** What you are asked to do **
Write out each record again exactly as it stands.

** Dataset excerpts **
+++++

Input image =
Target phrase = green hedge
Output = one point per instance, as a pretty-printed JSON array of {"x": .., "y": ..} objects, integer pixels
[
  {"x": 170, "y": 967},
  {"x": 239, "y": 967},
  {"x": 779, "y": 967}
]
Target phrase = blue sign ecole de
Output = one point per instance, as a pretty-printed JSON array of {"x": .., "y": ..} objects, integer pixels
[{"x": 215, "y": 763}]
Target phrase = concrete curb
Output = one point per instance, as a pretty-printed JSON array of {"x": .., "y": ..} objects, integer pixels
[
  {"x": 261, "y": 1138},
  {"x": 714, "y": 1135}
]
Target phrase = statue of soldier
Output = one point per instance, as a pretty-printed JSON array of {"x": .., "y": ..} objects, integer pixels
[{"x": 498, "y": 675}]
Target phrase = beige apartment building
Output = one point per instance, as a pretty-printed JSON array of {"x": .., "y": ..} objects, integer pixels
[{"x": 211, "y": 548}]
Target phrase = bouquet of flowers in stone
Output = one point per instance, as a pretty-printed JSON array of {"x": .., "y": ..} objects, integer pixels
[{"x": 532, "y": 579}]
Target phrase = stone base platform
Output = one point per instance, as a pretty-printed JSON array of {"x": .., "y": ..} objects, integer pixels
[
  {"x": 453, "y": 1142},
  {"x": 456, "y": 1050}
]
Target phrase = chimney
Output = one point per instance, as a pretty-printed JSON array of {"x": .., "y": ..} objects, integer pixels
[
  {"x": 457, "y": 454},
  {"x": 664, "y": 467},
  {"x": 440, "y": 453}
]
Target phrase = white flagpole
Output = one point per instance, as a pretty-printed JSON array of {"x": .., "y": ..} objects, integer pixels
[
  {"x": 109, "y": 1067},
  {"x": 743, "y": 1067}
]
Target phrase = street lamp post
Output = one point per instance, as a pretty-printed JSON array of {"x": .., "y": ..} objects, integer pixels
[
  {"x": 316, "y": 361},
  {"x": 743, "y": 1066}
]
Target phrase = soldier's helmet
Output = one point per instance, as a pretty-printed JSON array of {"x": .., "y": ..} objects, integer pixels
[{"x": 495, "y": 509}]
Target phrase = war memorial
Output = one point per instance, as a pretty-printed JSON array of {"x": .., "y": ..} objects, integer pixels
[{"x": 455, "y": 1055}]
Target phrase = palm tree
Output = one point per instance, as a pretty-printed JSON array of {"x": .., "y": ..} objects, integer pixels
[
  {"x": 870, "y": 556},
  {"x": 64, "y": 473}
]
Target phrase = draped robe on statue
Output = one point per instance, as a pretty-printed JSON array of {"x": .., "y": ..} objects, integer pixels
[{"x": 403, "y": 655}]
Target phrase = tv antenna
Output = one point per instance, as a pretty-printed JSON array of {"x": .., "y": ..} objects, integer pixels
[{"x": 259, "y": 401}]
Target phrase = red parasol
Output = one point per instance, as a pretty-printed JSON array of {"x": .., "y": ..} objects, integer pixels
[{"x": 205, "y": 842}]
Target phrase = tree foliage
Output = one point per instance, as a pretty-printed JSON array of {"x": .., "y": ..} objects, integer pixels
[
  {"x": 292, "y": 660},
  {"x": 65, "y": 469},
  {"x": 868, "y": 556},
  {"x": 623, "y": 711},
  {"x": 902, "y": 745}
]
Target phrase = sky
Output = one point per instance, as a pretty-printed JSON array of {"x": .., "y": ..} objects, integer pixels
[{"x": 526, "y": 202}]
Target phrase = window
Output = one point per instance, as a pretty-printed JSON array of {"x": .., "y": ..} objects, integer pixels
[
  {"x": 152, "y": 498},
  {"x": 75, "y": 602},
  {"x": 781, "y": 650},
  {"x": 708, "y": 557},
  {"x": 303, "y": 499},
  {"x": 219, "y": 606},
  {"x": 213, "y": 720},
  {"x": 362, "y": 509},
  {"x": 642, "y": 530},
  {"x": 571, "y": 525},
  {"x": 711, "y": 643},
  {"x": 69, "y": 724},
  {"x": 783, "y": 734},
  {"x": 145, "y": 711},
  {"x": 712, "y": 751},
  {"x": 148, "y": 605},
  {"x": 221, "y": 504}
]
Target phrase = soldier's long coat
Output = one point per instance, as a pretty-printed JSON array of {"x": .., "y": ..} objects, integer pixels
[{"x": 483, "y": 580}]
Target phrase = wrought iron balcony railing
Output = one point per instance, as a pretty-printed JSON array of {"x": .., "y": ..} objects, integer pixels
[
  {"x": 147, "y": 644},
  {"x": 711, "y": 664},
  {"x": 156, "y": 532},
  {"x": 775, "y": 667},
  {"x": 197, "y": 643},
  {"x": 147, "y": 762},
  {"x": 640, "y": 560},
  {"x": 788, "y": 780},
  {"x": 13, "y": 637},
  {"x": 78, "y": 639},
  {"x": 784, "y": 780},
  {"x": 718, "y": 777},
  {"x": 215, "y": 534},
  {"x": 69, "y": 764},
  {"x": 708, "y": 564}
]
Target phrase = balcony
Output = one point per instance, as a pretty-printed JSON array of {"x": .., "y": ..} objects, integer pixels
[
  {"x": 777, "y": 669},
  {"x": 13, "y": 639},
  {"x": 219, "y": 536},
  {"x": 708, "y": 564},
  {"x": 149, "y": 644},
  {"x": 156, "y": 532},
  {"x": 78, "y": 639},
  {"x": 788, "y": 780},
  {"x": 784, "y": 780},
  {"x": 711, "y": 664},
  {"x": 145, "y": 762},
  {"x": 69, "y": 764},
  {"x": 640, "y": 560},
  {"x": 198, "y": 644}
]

+++++

** Written answer **
Input image =
Target phrase = green hedge
Output = one point per instance, as a pretty-printed JSON array of {"x": .., "y": ..} objects, integer pixels
[
  {"x": 170, "y": 967},
  {"x": 239, "y": 967},
  {"x": 779, "y": 967}
]
Target phrase = blue sign ecole de
Output = one point per instance, as a pretty-printed JSON array of {"x": .., "y": ..} objects, integer pixels
[{"x": 215, "y": 763}]
Target phrase = concrete curb
Output = one point per instance, as a pretty-printed JSON array of {"x": .., "y": ..} objects, integer pixels
[
  {"x": 261, "y": 1138},
  {"x": 714, "y": 1135}
]
Target phrase = statue of soldier
Output = one point per instance, as a pretty-printed JSON array of {"x": .., "y": ..} objects, integer pixels
[{"x": 498, "y": 675}]
Target phrase = beige apartment building
Output = one point per instance, as a pretty-printed JSON array of {"x": .., "y": ..} objects, integer pixels
[{"x": 211, "y": 548}]
Target phrase = bouquet of flowers in stone
Output = one point per instance, as a pretty-printed JSON array of {"x": .., "y": ..} objects, integer pixels
[{"x": 532, "y": 579}]
Target phrase = stone base platform
Output = one point per instance, as a pretty-printed JSON array of {"x": .., "y": ..} objects, integer pixels
[
  {"x": 453, "y": 1142},
  {"x": 456, "y": 1050}
]
Target phrase = chimney
Output = one point per instance, as a pretty-printed JSON array of {"x": .., "y": ..} objects, integer pixels
[
  {"x": 457, "y": 454},
  {"x": 664, "y": 467},
  {"x": 440, "y": 453}
]
Target phrase = white flagpole
Output = one point per instance, as a pretty-printed JSON array of {"x": .., "y": ..} objects, integer pixels
[
  {"x": 109, "y": 1067},
  {"x": 743, "y": 1067}
]
Target phrase = street lamp post
Output = one point per instance, as a pretty-printed JSON array of {"x": .., "y": ..} objects, integer pixels
[
  {"x": 316, "y": 361},
  {"x": 743, "y": 1066}
]
Target phrase = soldier's helmet
Output = one point per instance, as a pretty-printed JSON array of {"x": .., "y": ..} objects, integer pixels
[{"x": 495, "y": 509}]
Target phrase = war memorial
Output = one point per instance, as a pretty-printed JSON array of {"x": .., "y": ..} objects, integer pixels
[{"x": 455, "y": 1055}]
Target phrase = palm tree
Output = one point per instance, as a pretty-printed JSON array of {"x": .., "y": ..} objects, integer pixels
[
  {"x": 870, "y": 556},
  {"x": 64, "y": 473}
]
Target phrase = draped robe on statue
Output = one point per instance, as a pretty-printed JSON array of {"x": .., "y": ..} objects, integer pixels
[{"x": 403, "y": 655}]
Target phrase = tv antenna
Output = one point per instance, as a pretty-printed JSON array of {"x": .., "y": ..} objects, integer pixels
[{"x": 259, "y": 401}]
Target phrase = red parasol
Output = one point per instance, as a pretty-printed JSON array of {"x": .., "y": ..} objects, integer pixels
[{"x": 205, "y": 842}]
Target phrase = tree foliage
Output = one point per instance, as a pretty-printed JSON array of {"x": .., "y": ..} objects, integer pixels
[
  {"x": 292, "y": 660},
  {"x": 65, "y": 469},
  {"x": 868, "y": 556},
  {"x": 623, "y": 711},
  {"x": 902, "y": 745}
]
Target phrase = sky
Output = one point per instance, as a pretty-printed JSON array of {"x": .., "y": ..} objects, integer pixels
[{"x": 526, "y": 202}]
Target phrase = window
Output = one point per instance, as a pretty-printed JSON array of {"x": .., "y": ..} objects, integer pixels
[
  {"x": 152, "y": 498},
  {"x": 75, "y": 602},
  {"x": 781, "y": 650},
  {"x": 708, "y": 557},
  {"x": 303, "y": 499},
  {"x": 219, "y": 606},
  {"x": 213, "y": 720},
  {"x": 362, "y": 509},
  {"x": 642, "y": 530},
  {"x": 571, "y": 525},
  {"x": 711, "y": 643},
  {"x": 69, "y": 724},
  {"x": 783, "y": 734},
  {"x": 145, "y": 711},
  {"x": 712, "y": 751},
  {"x": 148, "y": 605},
  {"x": 221, "y": 504}
]
Target phrase = soldier's long coat
Output = one point per instance, as a pretty-printed JSON array of {"x": .., "y": ..} objects, integer pixels
[{"x": 483, "y": 580}]
Target phrase = wrought iron balcony railing
Output = one point per instance, as a pretty-printed JSON array of {"x": .., "y": ..} objects, integer pixels
[
  {"x": 147, "y": 644},
  {"x": 711, "y": 664},
  {"x": 156, "y": 532},
  {"x": 775, "y": 667},
  {"x": 197, "y": 643},
  {"x": 147, "y": 762},
  {"x": 640, "y": 560},
  {"x": 788, "y": 780},
  {"x": 13, "y": 637},
  {"x": 78, "y": 639},
  {"x": 784, "y": 780},
  {"x": 718, "y": 777},
  {"x": 215, "y": 534},
  {"x": 69, "y": 764},
  {"x": 708, "y": 564}
]
Target phrase = balcony
Output = one point per instance, as a pretty-printed JSON array of {"x": .., "y": ..} objects, integer pixels
[
  {"x": 777, "y": 669},
  {"x": 13, "y": 639},
  {"x": 219, "y": 536},
  {"x": 708, "y": 564},
  {"x": 149, "y": 644},
  {"x": 156, "y": 532},
  {"x": 78, "y": 639},
  {"x": 788, "y": 780},
  {"x": 784, "y": 780},
  {"x": 711, "y": 664},
  {"x": 145, "y": 762},
  {"x": 69, "y": 764},
  {"x": 640, "y": 560},
  {"x": 198, "y": 644}
]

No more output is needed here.